**** EXTRACTED RECORDS ****
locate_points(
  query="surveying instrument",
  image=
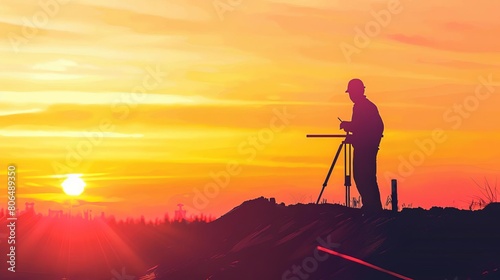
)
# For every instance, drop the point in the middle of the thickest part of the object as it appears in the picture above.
(347, 164)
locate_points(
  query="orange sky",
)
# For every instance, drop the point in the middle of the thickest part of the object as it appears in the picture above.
(180, 88)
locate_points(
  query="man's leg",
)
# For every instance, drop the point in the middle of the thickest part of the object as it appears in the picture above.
(365, 176)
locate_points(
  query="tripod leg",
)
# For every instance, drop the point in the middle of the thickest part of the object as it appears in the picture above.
(347, 173)
(330, 172)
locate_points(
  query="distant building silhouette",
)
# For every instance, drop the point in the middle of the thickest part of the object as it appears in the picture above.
(180, 214)
(55, 213)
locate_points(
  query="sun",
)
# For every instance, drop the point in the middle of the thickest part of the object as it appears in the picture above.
(73, 185)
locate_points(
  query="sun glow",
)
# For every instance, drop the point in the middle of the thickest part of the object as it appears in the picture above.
(73, 185)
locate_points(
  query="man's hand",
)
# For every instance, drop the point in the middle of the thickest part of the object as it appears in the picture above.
(345, 125)
(348, 139)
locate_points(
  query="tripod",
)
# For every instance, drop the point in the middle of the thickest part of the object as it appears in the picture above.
(347, 164)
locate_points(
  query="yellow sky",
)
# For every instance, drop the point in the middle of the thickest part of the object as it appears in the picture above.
(146, 99)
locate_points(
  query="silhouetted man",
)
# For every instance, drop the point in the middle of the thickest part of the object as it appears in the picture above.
(366, 127)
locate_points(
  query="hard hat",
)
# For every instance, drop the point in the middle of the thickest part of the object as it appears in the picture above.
(354, 84)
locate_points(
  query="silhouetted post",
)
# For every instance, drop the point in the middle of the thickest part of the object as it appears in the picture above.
(394, 195)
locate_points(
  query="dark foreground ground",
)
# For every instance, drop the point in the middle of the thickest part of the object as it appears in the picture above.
(263, 240)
****
PROBLEM STATEMENT:
Copy the entire listing exactly but skip the pictures.

SOLUTION:
locate_points(
  query="surveying instrument",
  image=
)
# For every instance, drop the point in the middle of the thickest part of the object as it appears in the picture above.
(347, 164)
locate_points(
  query="orange sky",
)
# For every instance, drop the point in the middle of the thickest part of the object as it appears in the picture above.
(180, 88)
locate_points(
  query="man's leg",
)
# For every instance, drop the point in the middle of the thickest part of the object as it appears in the picture above.
(365, 176)
locate_points(
  query="tripod leg",
)
# For every instance, drop the point in the middle of the thickest part of the object as it appears in the picture above.
(347, 173)
(330, 172)
locate_points(
  query="distant building silhouette",
)
# For every instance, drop the point in the middle of the thickest part of the object as it appears in the picture above.
(180, 214)
(55, 213)
locate_points(
  query="sun",
)
# For every instance, drop the point in the middle of the thickest part of the object as it appears in the picture above.
(73, 185)
locate_points(
  query="sun glow",
)
# For every instance, drop the point in the middle of the thickest part of the object as it appears in the picture above.
(73, 185)
locate_points(
  query="man's hand",
)
# For every instance, drop the point in the middle of the thickest part of the object as it appears in the picture above.
(345, 125)
(348, 139)
locate_points(
  query="tripod",
)
# For every instance, drop the point in the middle of the thickest part of the object as it appears in the picture above.
(347, 164)
locate_points(
  query="yellow sky",
)
# For every instance, drop the point in the middle of the thickest part of the object as it appears in the picture above.
(146, 99)
locate_points(
  query="silhouetted man",
)
# For every instance, drop the point in the middle of the thickest part of the object as it appears in the picture above.
(366, 127)
locate_points(
  query="hard hat",
)
# For every instance, drop the point in the middle of the thickest part of the object as it appears in the picture above.
(354, 84)
locate_points(
  query="silhouetted post",
)
# For every instance, drop the point in the middle of the thickest part of the object as it appears in the picture above.
(394, 195)
locate_points(
  query="dark foreground ground",
)
# For every instance, drop the point in the middle of the thickest part of the object as it appears in the picture above.
(263, 240)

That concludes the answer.